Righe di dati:
-----
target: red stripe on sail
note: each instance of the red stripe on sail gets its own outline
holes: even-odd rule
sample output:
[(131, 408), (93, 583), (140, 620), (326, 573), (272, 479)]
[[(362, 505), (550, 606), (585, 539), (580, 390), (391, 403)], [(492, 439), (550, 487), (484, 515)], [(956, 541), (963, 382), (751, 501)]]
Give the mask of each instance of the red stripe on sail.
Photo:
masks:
-----
Lavoro da svolgere:
Trascrivi le righe riportate sopra come lista JSON di stringhe, una stringa per riga, senza includere le righe vuote.

Risposta al compito:
[
  "target: red stripe on sail",
  "note: each instance of the red stripe on sail gets its own outline",
  "holes: even-odd rule",
  "sample output:",
  "[(131, 408), (93, 583), (140, 620), (326, 573), (272, 479)]",
  "[[(362, 505), (550, 606), (585, 539), (580, 390), (391, 403)], [(492, 439), (550, 487), (484, 515)], [(956, 541), (963, 382), (751, 501)]]",
  "Give the mask of each instance of the red stripe on sail.",
  "Photo:",
  "masks:"
]